[start]

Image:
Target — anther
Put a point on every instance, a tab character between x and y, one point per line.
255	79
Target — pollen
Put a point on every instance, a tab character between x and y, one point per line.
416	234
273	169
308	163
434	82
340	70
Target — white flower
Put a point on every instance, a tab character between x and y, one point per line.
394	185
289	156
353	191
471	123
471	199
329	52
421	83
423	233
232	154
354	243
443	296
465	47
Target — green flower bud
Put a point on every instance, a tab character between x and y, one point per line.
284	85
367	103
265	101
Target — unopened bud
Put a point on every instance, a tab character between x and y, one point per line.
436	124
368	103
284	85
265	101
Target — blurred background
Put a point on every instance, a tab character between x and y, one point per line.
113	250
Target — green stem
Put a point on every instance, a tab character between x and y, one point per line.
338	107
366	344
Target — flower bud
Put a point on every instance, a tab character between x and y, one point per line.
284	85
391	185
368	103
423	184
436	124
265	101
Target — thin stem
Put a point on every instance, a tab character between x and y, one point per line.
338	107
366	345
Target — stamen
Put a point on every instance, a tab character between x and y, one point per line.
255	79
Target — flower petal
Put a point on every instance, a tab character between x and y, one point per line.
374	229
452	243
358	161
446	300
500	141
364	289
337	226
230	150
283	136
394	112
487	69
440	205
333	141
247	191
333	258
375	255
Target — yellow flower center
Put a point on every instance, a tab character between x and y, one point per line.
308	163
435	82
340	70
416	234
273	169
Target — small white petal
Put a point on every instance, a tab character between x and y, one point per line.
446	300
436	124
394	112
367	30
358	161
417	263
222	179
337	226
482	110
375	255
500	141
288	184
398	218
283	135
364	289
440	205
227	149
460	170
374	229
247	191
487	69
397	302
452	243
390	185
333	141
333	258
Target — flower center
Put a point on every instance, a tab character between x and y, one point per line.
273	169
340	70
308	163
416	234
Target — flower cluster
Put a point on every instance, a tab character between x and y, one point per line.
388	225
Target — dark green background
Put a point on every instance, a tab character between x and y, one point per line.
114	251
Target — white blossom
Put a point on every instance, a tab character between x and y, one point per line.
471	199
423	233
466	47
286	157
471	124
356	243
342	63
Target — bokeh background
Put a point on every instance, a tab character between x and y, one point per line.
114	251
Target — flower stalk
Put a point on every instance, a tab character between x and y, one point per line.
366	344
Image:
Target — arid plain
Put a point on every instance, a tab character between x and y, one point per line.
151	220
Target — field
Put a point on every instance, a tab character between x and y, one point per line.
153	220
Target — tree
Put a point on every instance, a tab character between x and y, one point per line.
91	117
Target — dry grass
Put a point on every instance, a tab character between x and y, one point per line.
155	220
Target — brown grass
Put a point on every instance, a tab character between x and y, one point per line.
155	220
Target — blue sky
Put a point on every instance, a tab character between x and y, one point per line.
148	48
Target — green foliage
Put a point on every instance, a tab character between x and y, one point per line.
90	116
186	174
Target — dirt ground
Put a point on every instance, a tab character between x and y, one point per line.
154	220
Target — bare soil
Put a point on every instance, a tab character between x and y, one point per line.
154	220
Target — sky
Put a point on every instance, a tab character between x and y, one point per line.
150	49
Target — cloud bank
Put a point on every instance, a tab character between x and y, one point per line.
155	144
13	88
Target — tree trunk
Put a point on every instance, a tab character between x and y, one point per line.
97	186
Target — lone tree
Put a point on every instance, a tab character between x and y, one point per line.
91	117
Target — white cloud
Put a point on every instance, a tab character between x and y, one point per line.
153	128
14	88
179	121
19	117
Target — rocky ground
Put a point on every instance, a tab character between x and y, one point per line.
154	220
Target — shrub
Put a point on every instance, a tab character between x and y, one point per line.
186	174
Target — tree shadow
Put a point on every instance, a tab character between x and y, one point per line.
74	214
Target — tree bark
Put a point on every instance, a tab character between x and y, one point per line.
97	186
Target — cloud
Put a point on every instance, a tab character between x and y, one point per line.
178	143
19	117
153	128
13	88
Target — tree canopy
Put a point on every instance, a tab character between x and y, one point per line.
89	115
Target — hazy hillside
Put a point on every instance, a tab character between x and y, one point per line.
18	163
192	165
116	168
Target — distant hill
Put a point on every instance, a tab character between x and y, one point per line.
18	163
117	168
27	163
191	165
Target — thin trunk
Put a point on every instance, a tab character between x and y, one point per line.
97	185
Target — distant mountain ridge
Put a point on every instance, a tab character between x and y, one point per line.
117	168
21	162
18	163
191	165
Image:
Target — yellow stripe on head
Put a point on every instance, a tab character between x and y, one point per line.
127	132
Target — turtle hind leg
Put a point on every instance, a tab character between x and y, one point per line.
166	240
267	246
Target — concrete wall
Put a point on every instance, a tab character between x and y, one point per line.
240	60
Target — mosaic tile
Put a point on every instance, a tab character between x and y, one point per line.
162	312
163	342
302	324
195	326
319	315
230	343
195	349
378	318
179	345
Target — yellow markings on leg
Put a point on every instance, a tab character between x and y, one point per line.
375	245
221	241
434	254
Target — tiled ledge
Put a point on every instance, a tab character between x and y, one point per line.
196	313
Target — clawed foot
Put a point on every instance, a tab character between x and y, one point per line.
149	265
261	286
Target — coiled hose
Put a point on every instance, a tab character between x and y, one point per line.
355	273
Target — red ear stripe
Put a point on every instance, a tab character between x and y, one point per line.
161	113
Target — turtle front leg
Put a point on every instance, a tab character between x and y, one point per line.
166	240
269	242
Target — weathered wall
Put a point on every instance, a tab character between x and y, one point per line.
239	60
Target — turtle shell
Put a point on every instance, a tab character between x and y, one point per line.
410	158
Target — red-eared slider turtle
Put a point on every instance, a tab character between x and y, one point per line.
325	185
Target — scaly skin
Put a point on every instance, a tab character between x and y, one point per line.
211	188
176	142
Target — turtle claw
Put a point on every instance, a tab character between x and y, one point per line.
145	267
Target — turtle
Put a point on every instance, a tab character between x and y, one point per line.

[end]

Your task: Give each line of all the records above as a numbered list, leaving out any blank lines.

Task response:
1. Image:
2. Target — anther
3. Put a point on every instance, a tab character between x and y, one point per line.
4. 255	79
5. Target — pollen
6. Put a point on every instance, a tab character between x and y, one point per line.
7. 416	234
8. 273	169
9. 308	163
10. 434	82
11. 340	70
12. Target — white flower
13. Put a point on every instance, a tab character between x and y, one point per line.
14. 394	185
15. 289	156
16. 353	191
17. 471	123
18. 471	199
19. 329	52
20. 421	83
21. 423	233
22. 232	154
23. 354	243
24. 443	296
25. 465	47
26. Target — green flower bud
27. Put a point on every instance, a tab character between x and y, one point per line.
28. 284	85
29. 367	103
30. 265	101
31. Target — unopened bud
32. Put a point on every instance, a tab character between x and y, one point per line.
33. 436	124
34. 368	103
35. 284	85
36. 265	101
37. Target — blurred background
38. Put a point on every instance, a tab character between x and y, one point per line.
39. 113	250
40. Target — green stem
41. Put a point on every instance, a tab character between x and y, one point per line.
42. 338	107
43. 366	344
44. Target — flower bud
45. Put a point on every instance, a tab character between x and y, one point per line.
46. 284	85
47. 391	185
48. 368	103
49. 423	184
50. 436	124
51. 265	101
52. Target — thin stem
53. Put a point on every instance, a tab character between x and y, one point per line.
54. 338	107
55. 366	345
56. Target — stamen
57. Put a point on every instance, a tab character between x and y, one point per line.
58. 255	79
59. Target — flower petal
60. Put a point on every instance, a tab character between x and y, one point per line.
61. 374	229
62. 452	243
63. 358	161
64. 446	300
65. 500	141
66. 364	289
67. 337	226
68. 230	150
69. 283	136
70. 394	112
71. 487	69
72. 440	205
73. 333	141
74. 247	191
75. 333	258
76. 375	255
77. Target — yellow flower center
78. Put a point on every instance, a tab character between x and y, one point per line.
79. 308	163
80. 435	82
81. 340	70
82. 416	234
83. 273	169
84. Target — small white petal
85. Put a point on every instance, a tab character between x and y, one point per line.
86. 446	300
87. 436	124
88. 394	112
89. 367	30
90. 358	161
91. 417	263
92. 222	179
93. 337	226
94. 482	110
95. 375	255
96. 500	141
97. 288	184
98. 398	218
99. 283	135
100. 364	289
101. 440	205
102. 227	149
103. 460	170
104. 374	229
105. 247	191
106. 487	69
107. 397	302
108. 452	243
109. 390	185
110. 333	141
111. 333	258
112. Target — flower center
113. Put a point on every instance, a tab character between x and y, one point per line.
114. 273	169
115. 340	70
116. 308	163
117. 416	234
118. Target — flower cluster
119. Put a point on every instance, a tab character between x and y, one point per line.
120. 388	225
121. Target — dark green background
122. Put a point on every instance, a tab character between x and y, one point per line.
123. 114	251
124. Target — white blossom
125. Put a point on every instance, a tab character between x and y, one point per line.
126. 471	199
127. 423	233
128. 466	47
129. 286	157
130. 471	124
131. 356	243
132. 342	63
133. Target — bokeh background
134. Put a point on every instance, a tab character between x and y, one point per line.
135. 114	251
136. Target — flower stalk
137. Put a point on every instance, a tab character between x and y, one point per line.
138. 366	344
139. Image:
140. Target — arid plain
141. Put a point on every instance, a tab character between x and y, one point per line.
142. 151	220
143. Target — field
144. Put a point on every instance, a tab character between x and y, one point per line.
145. 153	220
146. Target — tree
147. Put a point on every instance, a tab character between x and y, one point per line.
148. 91	117
149. Target — dry grass
150. Put a point on every instance, a tab character between x and y, one point per line.
151. 155	220
152. Target — brown grass
153. Put a point on every instance, a tab character between x and y, one point per line.
154. 155	220
155. Target — blue sky
156. Put a point on every instance, a tab character between x and y, one point per line.
157. 148	48
158. Target — green foliage
159. Put a point on every instance, a tab character between x and y, one point per line.
160. 90	116
161. 186	174
162. Target — dirt ground
163. Put a point on every instance, a tab character between x and y, one point per line.
164. 154	220
165. Target — bare soil
166. Put a point on every instance, a tab character between x and y, one point per line.
167. 154	220
168. Target — sky
169. Put a point on every instance, a tab character between x and y, one point per line.
170. 150	49
171. Target — cloud bank
172. Put a point on every instance, a tab character between x and y, one point per line.
173. 155	144
174. 13	88
175. Target — tree trunk
176. Put a point on every instance, a tab character between x and y, one point per line.
177. 97	186
178. Target — lone tree
179. Put a point on every instance, a tab character between x and y, one point per line.
180. 91	117
181. Target — white cloud
182. Put a point on every instance, a tab character between x and y, one point per line.
183. 153	128
184. 14	88
185. 179	121
186. 19	117
187. Target — rocky ground
188. Put a point on every instance, a tab character between x and y, one point per line.
189. 154	220
190. Target — shrub
191. Put a point on every instance, a tab character between x and y, one point per line.
192. 186	174
193. Target — tree shadow
194. Put a point on every instance, a tab character between x and y, one point per line.
195. 74	214
196. Target — tree bark
197. Put a point on every instance, a tab character between x and y, one point per line.
198. 97	186
199. Target — cloud
200. Put a point on every instance, a tab character between x and y, one point per line.
201. 178	143
202. 19	117
203. 153	128
204. 13	88
205. Target — tree canopy
206. Put a point on every instance, a tab character between x and y, one point per line.
207. 89	115
208. Target — hazy hillside
209. Put a point on every instance, a tab character between x and y, one point per line.
210. 18	163
211. 192	165
212. 116	168
213. Target — distant hill
214. Put a point on every instance, a tab character between x and y, one point per line.
215. 18	163
216. 117	168
217. 27	163
218. 191	165
219. Target — thin trunk
220. Put a point on every instance, a tab character between x and y, one point per line.
221. 97	185
222. Target — distant mountain ridge
223. Put a point on every instance, a tab character between x and y, one point per line.
224. 117	168
225. 21	162
226. 18	163
227. 191	165
228. Image:
229. Target — yellow stripe on head
230. Put a point on every instance, a tab character between x and y, one point per line.
231. 127	132
232. Target — turtle hind leg
233. Put a point on every instance, a tab character between x and y, one point per line.
234. 166	240
235. 267	246
236. Target — concrete wall
237. Put a point on every instance, a tab character between x and y, one point per line.
238. 240	60
239. Target — mosaic tile
240. Put a point on every instance, a tab character between x and y, one point per line.
241. 162	312
242. 163	342
243. 302	324
244. 195	326
245. 319	315
246. 230	343
247. 195	349
248. 378	318
249. 179	345
250. Target — yellow markings on leg
251. Put a point on every instance, a tab character between x and y, one point per line.
252. 375	245
253. 221	241
254. 434	254
255. Target — tiled ledge
256. Put a point on every instance, a tab character between x and y, one point per line.
257. 196	313
258. Target — clawed foot
259. Put a point on every instance, a tab character between x and y, one point per line.
260. 149	265
261. 261	286
262. Target — coiled hose
263. Put a point on every instance, a tab character between x and y, one point per line.
264. 355	273
265. Target — red ear stripe
266. Put a point on every instance, a tab character between x and y, one point per line.
267. 161	113
268. Target — turtle front leg
269. Put a point on every instance, a tab character between x and y, one point per line.
270. 166	240
271. 269	242
272. Target — weathered wall
273. Put a point on every instance, a tab character between x and y, one point per line.
274. 239	60
275. Target — turtle shell
276. Put a point on every instance, a tab character between x and y, one point per line.
277. 410	158
278. Target — red-eared slider turtle
279. Put a point on every instance, a tab character between x and y, one point per line.
280. 325	185
281. Target — scaly skin
282. Put a point on every instance, a tab character between x and y, one point per line.
283. 211	188
284. 176	142
285. Target — turtle claw
286. Put a point on every instance, a tab character between x and y, one point per line.
287. 145	267
288. Target — turtle
289. Put a point on every instance, a tab character between x and y, one point per line.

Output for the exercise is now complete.